[Selected passage]:
[Begin]
Imagine having the perfect name for your new business along with a possible million-dollar idea. You finally get around to researching this idea only to find other competitors in the same industry who have more followers, better-looking models, and a professional looking presence. Intimidation immediately sinks as you realize you are just a small fish in a very large sea, afraid of being attacked by the larger sharks. I get it. I see it. I’ve even been there. Media-hungry sharks exist in the form of bigger and better people who live the life you deem comfortable. The trick is to swim through that first school of sharks with an open mind. Absorb their tricks of the trade, soak in their branding literature, and reach out an open fin... I mean hand (okay, I’m done with the shark analogy, I promise).  

Starting something new can be scary for a lot of people, even if it is a skill you are confident in. Maybe you’ve heard a few nightmare stories of small business owners or have been discouraged by the enormous amount of stress that success icons like Walt Disney or Steve Jobs had to endure to get to where they wanted to be. Instead of using those stories as a mental plateau, turn it into a take-away experience. Think of it as someone else already doing the legwork for you and now you can apply it in the appropriate way. You’re gaining knowledge from other professional failures to utilize and guide your new venture.

The most unrecognized and continuous theme here is the simple concept of collaboration. People don’t succeed simply because they are smarter or better at magical methods of growth. They learn to work from and with one another. They see what one person does and either eliminates or develops their own ideas that mirror their associates’. From my own experience, past managers and owners run their businesses with about 50% percent of what I envision to be successful (otherwise, I wouldn’t have worked there). The other 50% is what I currently strive to incorporate in my own graphic design agency - communication. For instance, the biggest attribute I offer to clients is being immensely communicative during the design process. I feel that their brand deserves all the details and my complete attention because I’ve unfortunately seen what the results look like from more reserved owners.
[End]
[Entries shown]:
[Begin]
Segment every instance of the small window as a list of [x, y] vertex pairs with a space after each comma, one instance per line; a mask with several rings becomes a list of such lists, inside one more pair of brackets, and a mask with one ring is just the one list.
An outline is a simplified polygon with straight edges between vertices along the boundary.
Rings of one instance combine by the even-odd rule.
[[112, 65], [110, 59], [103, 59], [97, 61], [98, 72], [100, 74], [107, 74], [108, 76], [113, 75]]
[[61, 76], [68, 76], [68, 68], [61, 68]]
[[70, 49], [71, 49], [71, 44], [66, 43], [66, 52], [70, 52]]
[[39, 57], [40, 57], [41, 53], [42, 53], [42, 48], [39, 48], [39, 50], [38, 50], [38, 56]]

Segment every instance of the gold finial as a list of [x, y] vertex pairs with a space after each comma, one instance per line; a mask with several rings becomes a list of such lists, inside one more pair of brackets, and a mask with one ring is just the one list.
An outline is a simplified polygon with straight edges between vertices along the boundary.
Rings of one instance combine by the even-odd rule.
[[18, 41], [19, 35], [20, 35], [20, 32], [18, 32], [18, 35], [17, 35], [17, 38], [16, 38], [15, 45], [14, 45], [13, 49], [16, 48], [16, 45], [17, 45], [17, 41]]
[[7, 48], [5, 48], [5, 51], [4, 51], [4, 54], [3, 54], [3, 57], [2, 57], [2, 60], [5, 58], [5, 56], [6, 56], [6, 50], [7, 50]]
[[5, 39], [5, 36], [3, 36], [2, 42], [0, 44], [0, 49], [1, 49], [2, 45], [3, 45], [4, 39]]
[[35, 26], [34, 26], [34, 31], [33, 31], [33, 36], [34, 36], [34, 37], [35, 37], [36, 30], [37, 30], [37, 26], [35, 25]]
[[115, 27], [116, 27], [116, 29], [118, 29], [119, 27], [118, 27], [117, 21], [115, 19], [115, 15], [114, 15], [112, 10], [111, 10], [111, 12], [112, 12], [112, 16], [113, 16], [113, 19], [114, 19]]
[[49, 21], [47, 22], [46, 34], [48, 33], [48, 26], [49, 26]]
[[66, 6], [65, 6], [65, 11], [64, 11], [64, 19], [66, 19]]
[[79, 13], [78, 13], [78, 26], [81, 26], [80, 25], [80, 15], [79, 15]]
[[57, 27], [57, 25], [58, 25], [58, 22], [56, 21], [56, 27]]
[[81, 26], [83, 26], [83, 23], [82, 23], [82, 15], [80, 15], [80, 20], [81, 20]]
[End]
[Written exercise A]: In the passage on starting a new business, what does the writer call the biggest attribute offered to clients?
[Written exercise B]: Render this sentence from the passage on starting a new business into Spanish: "The trick is to swim through that first school of sharks with an open mind."

[Worked solution A]: Being immensely communicative during the design process.

[Worked solution B]: El truco es nadar a través de ese primer banco de tiburones con la mente abierta.